▶ _Set problem_: Reproduce every one of the items below word for word, leaving the pictures out.

━━ The input ━━

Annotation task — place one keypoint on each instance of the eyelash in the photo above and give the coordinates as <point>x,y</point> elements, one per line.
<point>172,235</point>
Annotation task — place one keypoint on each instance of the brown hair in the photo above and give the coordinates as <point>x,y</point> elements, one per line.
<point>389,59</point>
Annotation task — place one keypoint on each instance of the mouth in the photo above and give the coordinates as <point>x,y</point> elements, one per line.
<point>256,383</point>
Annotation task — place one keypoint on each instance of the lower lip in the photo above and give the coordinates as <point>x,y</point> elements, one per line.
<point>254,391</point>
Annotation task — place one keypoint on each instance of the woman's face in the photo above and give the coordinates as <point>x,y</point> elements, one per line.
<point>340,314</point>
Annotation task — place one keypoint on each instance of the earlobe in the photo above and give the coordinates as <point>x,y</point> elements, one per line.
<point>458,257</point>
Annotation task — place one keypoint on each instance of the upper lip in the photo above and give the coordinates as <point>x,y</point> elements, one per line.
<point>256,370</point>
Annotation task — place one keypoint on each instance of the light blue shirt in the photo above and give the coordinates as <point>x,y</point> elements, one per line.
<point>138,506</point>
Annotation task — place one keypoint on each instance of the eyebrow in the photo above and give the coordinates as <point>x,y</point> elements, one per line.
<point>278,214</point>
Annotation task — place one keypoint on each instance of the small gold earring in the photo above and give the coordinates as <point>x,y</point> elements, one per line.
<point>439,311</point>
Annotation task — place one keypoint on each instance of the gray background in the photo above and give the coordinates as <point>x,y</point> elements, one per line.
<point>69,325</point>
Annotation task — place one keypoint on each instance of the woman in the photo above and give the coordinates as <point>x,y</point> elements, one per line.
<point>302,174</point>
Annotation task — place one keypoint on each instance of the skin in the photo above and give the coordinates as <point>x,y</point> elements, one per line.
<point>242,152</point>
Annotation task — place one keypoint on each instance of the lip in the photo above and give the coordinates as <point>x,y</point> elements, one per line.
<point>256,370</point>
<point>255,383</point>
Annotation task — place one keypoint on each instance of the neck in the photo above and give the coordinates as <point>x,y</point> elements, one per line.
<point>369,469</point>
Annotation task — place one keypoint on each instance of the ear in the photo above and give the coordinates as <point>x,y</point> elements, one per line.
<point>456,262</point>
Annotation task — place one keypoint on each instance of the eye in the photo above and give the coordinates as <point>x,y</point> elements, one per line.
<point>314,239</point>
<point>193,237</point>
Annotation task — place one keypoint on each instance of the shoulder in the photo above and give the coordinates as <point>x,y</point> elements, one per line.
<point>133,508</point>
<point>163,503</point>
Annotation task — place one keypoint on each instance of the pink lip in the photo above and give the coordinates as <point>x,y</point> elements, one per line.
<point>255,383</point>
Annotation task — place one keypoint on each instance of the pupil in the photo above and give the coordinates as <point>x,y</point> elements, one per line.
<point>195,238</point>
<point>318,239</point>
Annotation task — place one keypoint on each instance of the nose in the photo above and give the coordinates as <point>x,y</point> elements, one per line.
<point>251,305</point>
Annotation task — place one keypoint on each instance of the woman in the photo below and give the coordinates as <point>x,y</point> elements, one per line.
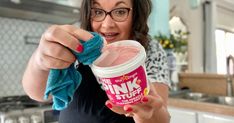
<point>115,20</point>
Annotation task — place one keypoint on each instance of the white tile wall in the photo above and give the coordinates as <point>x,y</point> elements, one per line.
<point>14,53</point>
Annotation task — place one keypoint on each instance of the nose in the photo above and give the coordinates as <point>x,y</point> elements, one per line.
<point>108,22</point>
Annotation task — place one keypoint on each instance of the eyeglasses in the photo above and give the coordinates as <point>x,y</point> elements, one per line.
<point>118,14</point>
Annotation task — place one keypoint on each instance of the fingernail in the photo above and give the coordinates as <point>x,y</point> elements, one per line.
<point>79,48</point>
<point>109,105</point>
<point>145,99</point>
<point>129,109</point>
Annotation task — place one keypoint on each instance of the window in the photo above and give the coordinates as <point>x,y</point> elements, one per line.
<point>225,47</point>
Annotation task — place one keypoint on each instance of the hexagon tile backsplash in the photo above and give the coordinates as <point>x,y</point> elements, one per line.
<point>15,51</point>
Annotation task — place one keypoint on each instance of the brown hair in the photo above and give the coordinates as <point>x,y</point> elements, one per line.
<point>141,12</point>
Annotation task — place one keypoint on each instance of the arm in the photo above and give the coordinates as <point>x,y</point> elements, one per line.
<point>52,52</point>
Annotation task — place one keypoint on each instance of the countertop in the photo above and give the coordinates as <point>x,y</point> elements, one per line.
<point>201,106</point>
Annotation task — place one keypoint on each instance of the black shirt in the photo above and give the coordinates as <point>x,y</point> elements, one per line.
<point>88,105</point>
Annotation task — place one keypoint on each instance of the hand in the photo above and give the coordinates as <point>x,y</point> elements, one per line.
<point>143,111</point>
<point>53,50</point>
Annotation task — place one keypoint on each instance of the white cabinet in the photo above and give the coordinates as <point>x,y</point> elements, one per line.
<point>179,115</point>
<point>214,118</point>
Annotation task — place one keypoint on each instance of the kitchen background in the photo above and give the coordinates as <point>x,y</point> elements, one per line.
<point>15,51</point>
<point>211,40</point>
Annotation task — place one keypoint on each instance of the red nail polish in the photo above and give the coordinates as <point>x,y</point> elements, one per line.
<point>145,99</point>
<point>129,109</point>
<point>79,48</point>
<point>109,105</point>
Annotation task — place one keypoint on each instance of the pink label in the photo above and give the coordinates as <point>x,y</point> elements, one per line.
<point>126,89</point>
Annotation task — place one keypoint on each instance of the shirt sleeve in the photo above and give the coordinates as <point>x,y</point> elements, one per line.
<point>156,64</point>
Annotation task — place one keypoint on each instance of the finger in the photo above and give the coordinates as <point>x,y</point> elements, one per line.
<point>57,51</point>
<point>59,35</point>
<point>152,101</point>
<point>115,108</point>
<point>77,32</point>
<point>129,115</point>
<point>53,63</point>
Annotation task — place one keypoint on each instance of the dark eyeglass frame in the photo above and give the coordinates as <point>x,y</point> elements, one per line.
<point>110,13</point>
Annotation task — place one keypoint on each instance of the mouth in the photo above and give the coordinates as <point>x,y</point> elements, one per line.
<point>109,37</point>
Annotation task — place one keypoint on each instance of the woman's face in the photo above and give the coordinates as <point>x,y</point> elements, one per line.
<point>113,28</point>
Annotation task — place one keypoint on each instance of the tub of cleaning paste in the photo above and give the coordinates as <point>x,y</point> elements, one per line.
<point>121,71</point>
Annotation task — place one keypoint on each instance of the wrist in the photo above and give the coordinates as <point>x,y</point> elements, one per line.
<point>160,116</point>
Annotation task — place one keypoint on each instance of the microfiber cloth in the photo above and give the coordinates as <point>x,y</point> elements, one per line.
<point>62,83</point>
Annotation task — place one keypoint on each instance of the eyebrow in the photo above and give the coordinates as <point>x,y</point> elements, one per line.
<point>119,2</point>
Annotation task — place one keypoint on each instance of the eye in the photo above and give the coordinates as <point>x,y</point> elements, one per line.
<point>120,12</point>
<point>97,12</point>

━━━

▶ _Worked answer_:
Annotation task — place one keypoint on each instance of the eyelash in the photo above and give the coordinates as <point>x,y</point> elements, one per line.
<point>172,235</point>
Annotation task — place one keypoint on each instance of the brown hair in the photo above and give the coordinates as <point>x,y</point> elements, one per line.
<point>389,59</point>
Annotation task — place one keypoint on each instance of the mouth in the photo above and give the coordinates as <point>x,y</point> elements, one per line.
<point>256,383</point>
Annotation task — place one keypoint on each instance of the lower lip in the photo above and give the coordinates as <point>x,y</point> elements, one per line.
<point>254,391</point>
Annotation task — place one keypoint on each instance of the woman's face in the photo above and give the coordinates as <point>x,y</point> elements, one per line.
<point>340,314</point>
Annotation task — place one keypoint on each instance of the earlobe in the photo above and give the coordinates as <point>x,y</point> elements, one per line.
<point>458,257</point>
Annotation task — place one keypoint on each instance of the upper lip in the photo above and give the coordinates as <point>x,y</point> elements, one per line.
<point>256,370</point>
Annotation task — place one keypoint on each instance of the light blue shirt in the photo above and give the coordinates as <point>x,y</point> elements, one per line.
<point>138,506</point>
Annotation task — place one keypoint on each instance of the eyebrow in the photo above and give the coordinates as <point>x,y</point> elements, one per line.
<point>278,214</point>
Annotation task — place one keypoint on each instance of the small gold earring in the photo above and give the coordinates as <point>x,y</point> elements, one per line.
<point>439,311</point>
Annotation task — place one keypoint on each instance of the gray background in the photo above and give the coordinates as <point>x,y</point> elements, one per line.
<point>69,325</point>
Annotation task — place one keypoint on each instance of the woman in the photo above and give the coordinates as <point>x,y</point> elements, one per line.
<point>302,174</point>
Annotation task — place one keypoint on each instance of the skin in the photo above and give the coordinates as <point>x,y</point> elements, one per line.
<point>242,152</point>
Annotation task — place one keypoint on each instance of the lip in the photo above and give the coordinates as <point>x,y</point> elements, one per line.
<point>256,370</point>
<point>255,383</point>
Annotation task — place one keypoint on each instance of the neck in the photo above and give the coordinates as <point>x,y</point> elements, one per line.
<point>369,469</point>
Annotation task — place one keypoint on each instance of the ear in the photo above and give the coordinates as <point>x,y</point> elements, one per line.
<point>456,262</point>
Annotation task — place one keypoint on each instance of the eye in the photo above and give the coordinates as <point>x,y</point> elements, one per line.
<point>314,239</point>
<point>193,237</point>
Annotation task — place one keypoint on each instance of the shoulder in the photo above and give the coordinates as <point>x,y</point> elements, one per line.
<point>133,508</point>
<point>163,503</point>
Annotation task — place one keypoint on each instance of the pink lip in the photo above and give the coordinates as <point>x,y</point> elements, one per line.
<point>255,383</point>
Annotation task — place one keypoint on each instance of the pupil in the photo above and give the coordinates as <point>x,y</point> elements, one per line.
<point>195,238</point>
<point>318,239</point>
Annotation task — place one keypoint on each instance of the nose in the photo above and give the coordinates as <point>x,y</point> elements, one per line.
<point>251,305</point>
Annotation task — place one keypoint on each instance of the woman in the photo below and give the coordinates as <point>x,y</point> elements, one per line.
<point>115,20</point>
Annotation task — place one keypoint on each instance of the white tile wall in the photo above and give the coordinates as <point>x,y</point> elements, one per line.
<point>14,53</point>
Annotation task — place one keypoint on each instance of the nose in the photo above and give the coordinates as <point>x,y</point> elements, one per line.
<point>108,22</point>
Annotation task — place one keypoint on each instance of the eyeglasses in the photo above and give the coordinates as <point>x,y</point> elements, one per line.
<point>118,14</point>
Annotation task — place one keypoint on each instance of the fingernail in the photo above and give the coordinates as <point>x,y</point> elements, one per line.
<point>79,48</point>
<point>109,105</point>
<point>145,99</point>
<point>129,109</point>
Annotation task — place one keypoint on each instance of the window in the photo above and give the coordinates as <point>x,y</point> elements, one per line.
<point>225,47</point>
Annotation task — place one keypoint on each instance of the hexagon tile backsplash in the photo above and give the coordinates as <point>x,y</point> elements, one per line.
<point>15,51</point>
Annotation task — place one keypoint on each instance of the brown hair in the photo above and give the coordinates as <point>x,y</point> elements, one per line.
<point>141,12</point>
Annotation task — place one keypoint on each instance of the arm in the photo above and give the coordinates as <point>x,y</point> elements, one per line.
<point>52,52</point>
Annotation task — place one keypoint on each instance of the countertop in the photo above and give the coordinates as <point>x,y</point> elements, one per line.
<point>201,106</point>
Annotation task — place one keypoint on each instance of the black shirt in the photo above and give the coordinates as <point>x,y</point> elements, one per line.
<point>88,105</point>
Annotation task — place one keypoint on each instance of the hand in the photo above and give the coordinates as <point>x,y</point> elements, one per line.
<point>143,111</point>
<point>53,50</point>
Annotation task — place one keypoint on each instance of the white cabinet in the photo above and give the coordinates as <point>x,y</point> elements, one per line.
<point>179,115</point>
<point>214,118</point>
Annotation task — place one keypoint on each instance of the kitchen background in the photo above and give the coordinates as <point>x,y</point> elements, one per line.
<point>15,51</point>
<point>211,40</point>
Annotation task — place one keypoint on each instance of the red nail polish in the photo above and give the coordinates as <point>x,y</point> elements, one per line.
<point>145,99</point>
<point>129,109</point>
<point>79,48</point>
<point>109,105</point>
Annotation task — place one keypoint on each instance of the pink label in the photo above and give the coordinates as <point>x,y</point> elements, one per line.
<point>126,89</point>
Annotation task — place one keypoint on each instance of the shirt sleeve in the photo above and give the coordinates as <point>x,y</point> elements, one per line.
<point>156,64</point>
Annotation task — place one keypoint on each instance of the finger in the photo above and give the coordinates as <point>x,y</point> elements, one per line.
<point>57,51</point>
<point>59,35</point>
<point>152,101</point>
<point>115,108</point>
<point>77,32</point>
<point>129,115</point>
<point>53,63</point>
Annotation task — place one keypoint on each instance of the dark eyeglass frame in the photo above and give the coordinates as <point>x,y</point> elements, one per line.
<point>110,13</point>
Annotation task — place one keypoint on each instance of the mouth in the photo above and give the coordinates as <point>x,y</point> elements, one per line.
<point>109,37</point>
Annotation task — place one keypoint on each instance of the woman's face in the photo above and give the coordinates as <point>x,y</point> elements, one per line.
<point>113,28</point>
Annotation task — place one keypoint on each instance of the tub of cleaning paste in the photo above and give the coordinates as <point>x,y</point> elements, one per line.
<point>121,71</point>
Annotation task — place one keypoint on each instance of the wrist in the photo above and give the coordinates as <point>x,y</point> elements, one per line.
<point>160,116</point>
Annotation task — place one keypoint on each instance of the microfiber cloth in the photo above and give the coordinates as <point>x,y</point> elements, one per line.
<point>62,83</point>
Annotation task — place one keypoint on each instance of the eyebrow in the photo above and give the coordinates as <point>x,y</point> elements, one per line.
<point>119,2</point>
Annotation task — place one keypoint on each instance of the eye in the photo above and give the coordinates as <point>x,y</point> elements, one per line.
<point>120,12</point>
<point>97,12</point>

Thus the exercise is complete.